TASK REQUIREMENTS - Copy out the passage on Gentag's smartphone-compatible lab-on-a-chip patent verbatim.

SOURCE PASSAGE -
# # # #

Gentag, Inc (DC, USA), a health technology company specialized in creating the next generation of wearables, has recently issued a patent for a diagnostic lab-on-a-chip (LOC) platform compatible with smartphones.
The patent covers cutting-edge DNA-level and biomarker detection. The platform is wireless and can be adapted to measure almost any protein, biomarker or DNA.
Gentag specializes in creating disposable wearable technology for diagnostic purposes, which are also easily accessible to patients worldwide. This is the company’s 76th issued patent in developing smartphone-based diagnostic technology.
Other wearable technologies developed by Gentag include wearable near-field communication diagnostic skin patches, immunoassays, LOC, printable e-noses and microelectromechanical systems.
The latest patent covers quantitative diagnostic tests using near-field communication (NFC) smartphone sensor technology, enabling healthcare professionals or patients to perform diagnostic tests anywhere without requiring lab-intensive procedures.

# # # #

DATA SHOWN -

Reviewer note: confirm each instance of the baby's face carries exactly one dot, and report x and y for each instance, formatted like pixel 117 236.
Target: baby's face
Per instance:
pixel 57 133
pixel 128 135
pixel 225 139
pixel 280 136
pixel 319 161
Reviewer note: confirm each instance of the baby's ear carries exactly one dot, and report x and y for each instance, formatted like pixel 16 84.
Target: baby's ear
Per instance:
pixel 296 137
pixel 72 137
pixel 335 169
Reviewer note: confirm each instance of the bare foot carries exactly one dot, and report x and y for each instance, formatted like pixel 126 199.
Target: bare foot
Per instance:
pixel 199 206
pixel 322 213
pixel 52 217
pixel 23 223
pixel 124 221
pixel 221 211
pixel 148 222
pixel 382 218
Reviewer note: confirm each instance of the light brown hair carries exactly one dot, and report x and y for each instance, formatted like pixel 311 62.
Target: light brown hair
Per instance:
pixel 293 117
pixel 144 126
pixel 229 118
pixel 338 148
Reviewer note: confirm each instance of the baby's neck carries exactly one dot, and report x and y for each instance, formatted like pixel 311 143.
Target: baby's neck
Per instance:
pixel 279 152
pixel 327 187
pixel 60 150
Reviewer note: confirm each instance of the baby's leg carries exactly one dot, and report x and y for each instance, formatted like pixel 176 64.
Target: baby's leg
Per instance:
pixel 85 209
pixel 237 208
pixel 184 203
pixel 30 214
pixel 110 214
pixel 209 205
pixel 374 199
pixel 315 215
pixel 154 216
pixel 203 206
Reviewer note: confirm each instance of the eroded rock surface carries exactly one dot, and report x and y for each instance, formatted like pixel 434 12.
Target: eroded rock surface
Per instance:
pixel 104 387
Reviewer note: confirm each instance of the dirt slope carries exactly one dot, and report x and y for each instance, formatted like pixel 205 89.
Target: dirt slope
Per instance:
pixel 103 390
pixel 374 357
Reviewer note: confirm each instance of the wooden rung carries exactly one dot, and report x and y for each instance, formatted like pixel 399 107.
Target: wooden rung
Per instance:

# # # #

PROBLEM SOLUTION -
Gentag, Inc (DC, USA), a health technology company specialized in creating the next generation of wearables, has recently issued a patent for a diagnostic lab-on-a-chip (LOC) platform compatible with smartphones.
The patent covers cutting-edge DNA-level and biomarker detection. The platform is wireless and can be adapted to measure almost any protein, biomarker or DNA.
Gentag specializes in creating disposable wearable technology for diagnostic purposes, which are also easily accessible to patients worldwide. This is the company’s 76th issued patent in developing smartphone-based diagnostic technology.
Other wearable technologies developed by Gentag include wearable near-field communication diagnostic skin patches, immunoassays, LOC, printable e-noses and microelectromechanical systems.
The latest patent covers quantitative diagnostic tests using near-field communication (NFC) smartphone sensor technology, enabling healthcare professionals or patients to perform diagnostic tests anywhere without requiring lab-intensive procedures.